EXERCISE INPUTS:
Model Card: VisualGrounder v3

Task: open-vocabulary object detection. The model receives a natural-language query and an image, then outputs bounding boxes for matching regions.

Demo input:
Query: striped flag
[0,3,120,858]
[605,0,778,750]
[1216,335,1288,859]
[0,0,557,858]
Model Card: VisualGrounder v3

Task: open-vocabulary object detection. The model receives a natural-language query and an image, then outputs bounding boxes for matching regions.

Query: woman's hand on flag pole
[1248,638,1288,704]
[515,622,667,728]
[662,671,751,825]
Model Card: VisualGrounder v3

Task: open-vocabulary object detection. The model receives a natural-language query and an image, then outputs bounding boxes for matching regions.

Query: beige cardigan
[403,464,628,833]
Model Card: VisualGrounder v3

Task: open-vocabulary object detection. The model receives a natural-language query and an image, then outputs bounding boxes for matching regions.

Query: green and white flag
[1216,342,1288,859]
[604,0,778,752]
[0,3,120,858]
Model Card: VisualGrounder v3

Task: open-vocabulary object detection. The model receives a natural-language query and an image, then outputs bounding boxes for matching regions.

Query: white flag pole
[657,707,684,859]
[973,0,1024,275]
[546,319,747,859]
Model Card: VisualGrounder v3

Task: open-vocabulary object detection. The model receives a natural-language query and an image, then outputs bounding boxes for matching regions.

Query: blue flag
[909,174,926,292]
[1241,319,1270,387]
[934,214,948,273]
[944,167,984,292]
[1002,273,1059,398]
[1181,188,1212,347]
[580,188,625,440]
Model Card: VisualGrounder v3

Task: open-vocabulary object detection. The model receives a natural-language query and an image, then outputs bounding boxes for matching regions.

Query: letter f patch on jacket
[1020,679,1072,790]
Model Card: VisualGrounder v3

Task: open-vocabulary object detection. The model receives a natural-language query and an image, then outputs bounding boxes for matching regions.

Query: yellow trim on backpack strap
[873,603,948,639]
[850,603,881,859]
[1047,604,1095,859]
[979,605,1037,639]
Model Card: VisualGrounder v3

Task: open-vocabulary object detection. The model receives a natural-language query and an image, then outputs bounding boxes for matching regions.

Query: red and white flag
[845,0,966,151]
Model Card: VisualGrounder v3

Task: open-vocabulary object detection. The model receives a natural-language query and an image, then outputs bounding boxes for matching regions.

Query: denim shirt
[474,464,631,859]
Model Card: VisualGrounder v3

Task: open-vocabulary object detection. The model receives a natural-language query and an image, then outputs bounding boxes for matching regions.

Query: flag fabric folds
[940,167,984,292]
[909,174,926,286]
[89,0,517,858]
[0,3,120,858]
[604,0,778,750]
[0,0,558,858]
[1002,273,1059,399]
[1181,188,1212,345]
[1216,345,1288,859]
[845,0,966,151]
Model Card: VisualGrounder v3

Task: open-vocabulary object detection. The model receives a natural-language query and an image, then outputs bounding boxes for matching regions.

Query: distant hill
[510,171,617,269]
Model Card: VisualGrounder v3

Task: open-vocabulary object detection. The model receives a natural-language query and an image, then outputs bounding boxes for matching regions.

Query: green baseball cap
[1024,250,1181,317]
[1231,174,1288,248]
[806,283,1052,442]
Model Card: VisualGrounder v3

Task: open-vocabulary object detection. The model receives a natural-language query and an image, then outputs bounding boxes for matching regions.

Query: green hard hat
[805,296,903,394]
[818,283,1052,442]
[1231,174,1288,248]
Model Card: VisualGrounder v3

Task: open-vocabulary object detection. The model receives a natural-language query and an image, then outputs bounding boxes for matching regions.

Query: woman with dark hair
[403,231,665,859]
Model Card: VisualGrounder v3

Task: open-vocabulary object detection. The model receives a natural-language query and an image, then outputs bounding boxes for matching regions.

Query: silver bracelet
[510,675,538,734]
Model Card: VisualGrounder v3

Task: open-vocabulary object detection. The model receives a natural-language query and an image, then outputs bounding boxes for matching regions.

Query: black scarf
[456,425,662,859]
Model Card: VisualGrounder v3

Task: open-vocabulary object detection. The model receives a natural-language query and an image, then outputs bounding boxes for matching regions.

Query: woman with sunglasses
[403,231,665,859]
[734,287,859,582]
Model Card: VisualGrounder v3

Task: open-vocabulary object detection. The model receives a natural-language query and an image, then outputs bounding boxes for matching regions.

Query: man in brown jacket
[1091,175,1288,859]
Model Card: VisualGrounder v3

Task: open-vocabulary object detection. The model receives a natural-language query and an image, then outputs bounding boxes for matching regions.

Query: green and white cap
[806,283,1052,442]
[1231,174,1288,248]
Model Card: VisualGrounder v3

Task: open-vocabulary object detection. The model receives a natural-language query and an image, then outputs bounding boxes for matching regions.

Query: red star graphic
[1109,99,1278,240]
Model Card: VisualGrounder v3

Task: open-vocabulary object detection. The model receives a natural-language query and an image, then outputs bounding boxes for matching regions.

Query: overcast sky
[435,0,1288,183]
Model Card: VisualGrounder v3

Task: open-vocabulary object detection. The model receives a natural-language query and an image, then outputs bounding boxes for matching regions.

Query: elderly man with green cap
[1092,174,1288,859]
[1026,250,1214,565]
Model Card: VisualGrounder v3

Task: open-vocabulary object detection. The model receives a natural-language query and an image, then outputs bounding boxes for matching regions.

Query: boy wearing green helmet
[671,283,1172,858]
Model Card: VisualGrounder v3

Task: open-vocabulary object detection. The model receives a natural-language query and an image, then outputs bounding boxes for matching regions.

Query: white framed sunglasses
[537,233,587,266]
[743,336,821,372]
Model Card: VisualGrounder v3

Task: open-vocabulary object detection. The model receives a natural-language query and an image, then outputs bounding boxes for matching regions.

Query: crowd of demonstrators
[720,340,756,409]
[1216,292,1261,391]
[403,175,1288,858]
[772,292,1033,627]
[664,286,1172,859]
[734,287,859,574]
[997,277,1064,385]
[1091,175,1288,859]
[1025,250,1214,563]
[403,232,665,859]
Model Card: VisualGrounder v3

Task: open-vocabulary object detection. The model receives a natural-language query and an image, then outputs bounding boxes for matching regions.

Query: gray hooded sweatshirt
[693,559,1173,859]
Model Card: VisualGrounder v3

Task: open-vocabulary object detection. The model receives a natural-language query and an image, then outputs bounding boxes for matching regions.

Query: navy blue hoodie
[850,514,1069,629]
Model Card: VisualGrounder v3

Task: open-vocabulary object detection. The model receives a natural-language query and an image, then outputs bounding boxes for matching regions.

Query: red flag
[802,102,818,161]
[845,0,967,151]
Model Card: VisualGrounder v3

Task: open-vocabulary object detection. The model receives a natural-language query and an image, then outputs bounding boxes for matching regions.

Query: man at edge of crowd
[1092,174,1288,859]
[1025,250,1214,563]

TASK PROMPT: Convert every line of the listing above into a Markdown table with two columns, "No." for the row number and "Text" for the line itself, leaving out blank lines.

SOLUTION TO THIS PROBLEM:
| No. | Text |
|---|---|
| 1 | Model Card: VisualGrounder v3 |
| 2 | Task: open-vocabulary object detection. The model receives a natural-language query and an image, then outputs bounding boxes for matching regions. |
| 3 | Demo input: |
| 4 | Query: striped flag |
| 5 | [0,3,120,858] |
| 6 | [605,0,778,750] |
| 7 | [1216,335,1288,859] |
| 8 | [0,0,557,858] |
| 9 | Model Card: VisualGrounder v3 |
| 10 | Task: open-vocabulary object detection. The model receives a natural-language query and an image, then outputs bounding boxes for matching regions. |
| 11 | Query: woman's hand on flag pole |
| 12 | [1248,638,1288,704] |
| 13 | [515,622,667,728] |
| 14 | [662,671,751,825] |
| 15 | Model Card: VisualGrounder v3 |
| 16 | Task: open-vocabulary object detection. The model receives a natural-language query and an image, then outputs bounding boxes for matching regions. |
| 17 | Query: beige cardigan |
| 18 | [403,464,628,833] |
| 19 | Model Card: VisualGrounder v3 |
| 20 | Task: open-vocabulary object detection. The model receives a natural-language query and an image, then outputs bounding boxes for matching regions. |
| 21 | Query: green and white flag |
| 22 | [1216,342,1288,859] |
| 23 | [604,0,778,752] |
| 24 | [0,3,120,858] |
| 25 | Model Card: VisualGrounder v3 |
| 26 | Task: open-vocabulary object detection. The model receives a natural-language query and an image, then outputs bounding boxes for matching regions. |
| 27 | Query: white flag pole |
| 28 | [657,707,684,859] |
| 29 | [973,0,1024,275] |
| 30 | [546,319,747,859] |
| 31 | Model Card: VisualGrounder v3 |
| 32 | Task: open-vocabulary object detection. The model receives a natural-language query and an image, then outputs bounding boxes for matching regions. |
| 33 | Query: blue flag |
| 34 | [909,174,926,292] |
| 35 | [1241,319,1270,387] |
| 36 | [934,214,948,273] |
| 37 | [944,167,984,292] |
| 38 | [1002,273,1059,398] |
| 39 | [1181,188,1212,347] |
| 40 | [580,188,625,440] |
| 41 | Model Card: VisualGrounder v3 |
| 42 | Task: open-vocabulary object detection. The model receives a natural-language query and an image, then outputs bounding boxes for matching regions. |
| 43 | Query: letter f patch on jacket |
| 44 | [1020,679,1072,790] |
| 45 | Model Card: VisualGrounder v3 |
| 46 | Task: open-vocabulary object detection. The model receives a natural-language query and an image, then outputs bounding boxes for matching regions. |
| 47 | Query: yellow trim on backpack strap |
| 48 | [873,603,948,639] |
| 49 | [850,603,881,859] |
| 50 | [1047,604,1095,859] |
| 51 | [979,605,1037,639] |
| 52 | Model Card: VisualGrounder v3 |
| 53 | Task: open-vocabulary object detection. The model receives a natural-language query and an image, then outputs bounding boxes for matching regions. |
| 54 | Query: red and white flag |
| 55 | [845,0,966,151] |
| 56 | Model Card: VisualGrounder v3 |
| 57 | Task: open-vocabulary object detection. The model receives a natural-language query and an image, then outputs bounding boxes for matching regions. |
| 58 | Query: denim shirt |
| 59 | [474,464,631,859] |
| 60 | Model Card: VisualGrounder v3 |
| 61 | Task: open-vocabulary object detection. The model receives a natural-language query and an image, then outputs bounding boxes for matching regions. |
| 62 | Query: flag fabric folds |
| 63 | [940,167,984,292] |
| 64 | [909,174,926,286] |
| 65 | [89,0,517,858] |
| 66 | [0,3,120,858] |
| 67 | [604,0,778,750] |
| 68 | [0,0,558,858] |
| 69 | [1002,273,1059,399] |
| 70 | [1181,188,1212,345] |
| 71 | [1216,345,1288,859] |
| 72 | [845,0,966,151] |
| 73 | Model Card: VisualGrounder v3 |
| 74 | Task: open-vocabulary object detection. The model receives a natural-language query and an image, then outputs bounding boxes for matching regions. |
| 75 | Query: distant hill |
| 76 | [510,171,617,269] |
| 77 | Model Card: VisualGrounder v3 |
| 78 | Task: open-vocabulary object detection. The model receives a natural-language query and an image, then outputs bounding boxes for matching regions. |
| 79 | Query: green baseball cap |
| 80 | [1024,250,1181,317] |
| 81 | [1231,174,1288,248] |
| 82 | [806,283,1052,442] |
| 83 | Model Card: VisualGrounder v3 |
| 84 | Task: open-vocabulary object detection. The model receives a natural-language query and an image, then outputs bounding boxes for matching regions. |
| 85 | Query: green hard hat |
| 86 | [805,296,903,394] |
| 87 | [818,283,1052,442] |
| 88 | [1231,174,1288,248] |
| 89 | Model Card: VisualGrounder v3 |
| 90 | Task: open-vocabulary object detection. The model receives a natural-language query and an image, then outputs bounding boxes for matching regions. |
| 91 | Query: woman with dark hair |
| 92 | [403,231,665,859] |
| 93 | Model Card: VisualGrounder v3 |
| 94 | Task: open-vocabulary object detection. The model receives a natural-language query and an image, then outputs bounding boxes for matching regions. |
| 95 | Query: silver bracelet |
| 96 | [510,675,538,734] |
| 97 | Model Card: VisualGrounder v3 |
| 98 | Task: open-vocabulary object detection. The model receives a natural-language query and an image, then outputs bounding boxes for matching regions. |
| 99 | Query: black scarf |
| 100 | [456,425,662,859] |
| 101 | Model Card: VisualGrounder v3 |
| 102 | Task: open-vocabulary object detection. The model receives a natural-language query and an image, then outputs bounding boxes for matching regions. |
| 103 | Query: woman with sunglasses |
| 104 | [403,231,665,859] |
| 105 | [734,287,859,582] |
| 106 | Model Card: VisualGrounder v3 |
| 107 | Task: open-vocabulary object detection. The model receives a natural-language query and an image, then outputs bounding boxes for matching regions. |
| 108 | Query: man in brown jacket |
| 109 | [1091,175,1288,859] |
| 110 | Model Card: VisualGrounder v3 |
| 111 | Task: open-vocabulary object detection. The model receives a natural-language query and an image, then outputs bounding boxes for matching regions. |
| 112 | Query: green and white cap |
| 113 | [806,283,1052,442] |
| 114 | [1231,174,1288,248] |
| 115 | Model Card: VisualGrounder v3 |
| 116 | Task: open-vocabulary object detection. The model receives a natural-language query and an image, then outputs bounding boxes for matching regions. |
| 117 | Query: red star graphic |
| 118 | [1109,99,1278,240] |
| 119 | Model Card: VisualGrounder v3 |
| 120 | Task: open-vocabulary object detection. The model receives a natural-language query and an image, then outputs bounding boxes for matching regions. |
| 121 | Query: overcast sky |
| 122 | [435,0,1288,183] |
| 123 | Model Card: VisualGrounder v3 |
| 124 | Task: open-vocabulary object detection. The model receives a natural-language query and an image, then outputs bounding boxes for matching regions. |
| 125 | Query: elderly man with green cap |
| 126 | [1092,174,1288,859] |
| 127 | [1026,250,1214,565] |
| 128 | Model Card: VisualGrounder v3 |
| 129 | Task: open-vocabulary object detection. The model receives a natural-language query and an image, then outputs bounding boxes for matching regions. |
| 130 | Query: boy wearing green helmet |
| 131 | [671,283,1172,858] |
| 132 | Model Card: VisualGrounder v3 |
| 133 | Task: open-vocabulary object detection. The model receives a natural-language query and an image, then outputs bounding boxes for matching regions. |
| 134 | Query: white framed sunglasses |
| 135 | [537,233,587,266] |
| 136 | [743,336,821,372] |
| 137 | Model Card: VisualGrounder v3 |
| 138 | Task: open-vocabulary object detection. The model receives a natural-language query and an image, then outputs bounding boxes for matching regions. |
| 139 | Query: crowd of demonstrators |
| 140 | [720,340,756,409] |
| 141 | [1216,292,1261,391] |
| 142 | [403,175,1288,858] |
| 143 | [772,292,1033,627] |
| 144 | [664,286,1172,859] |
| 145 | [734,287,859,574] |
| 146 | [997,277,1064,385] |
| 147 | [1091,175,1288,859] |
| 148 | [1025,250,1214,563] |
| 149 | [403,232,665,859] |
| 150 | Model Card: VisualGrounder v3 |
| 151 | Task: open-vocabulary object detection. The model receives a natural-language query and an image, then outputs bounding boxes for matching regions. |
| 152 | Query: gray hooded sweatshirt |
| 153 | [693,559,1173,859] |
| 154 | Model Card: VisualGrounder v3 |
| 155 | Task: open-vocabulary object detection. The model receives a natural-language query and an image, then outputs bounding boxes for matching regions. |
| 156 | Query: navy blue hoodie |
| 157 | [850,514,1069,629] |
| 158 | Model Card: VisualGrounder v3 |
| 159 | Task: open-vocabulary object detection. The model receives a natural-language query and an image, then outputs bounding boxes for matching regions. |
| 160 | Query: red flag |
| 161 | [802,102,818,161] |
| 162 | [845,0,967,151] |
| 163 | Model Card: VisualGrounder v3 |
| 164 | Task: open-vocabulary object detection. The model receives a natural-language query and an image, then outputs bounding boxes for matching regions. |
| 165 | Query: man at edge of crowd |
| 166 | [1092,174,1288,859] |
| 167 | [1025,250,1214,563] |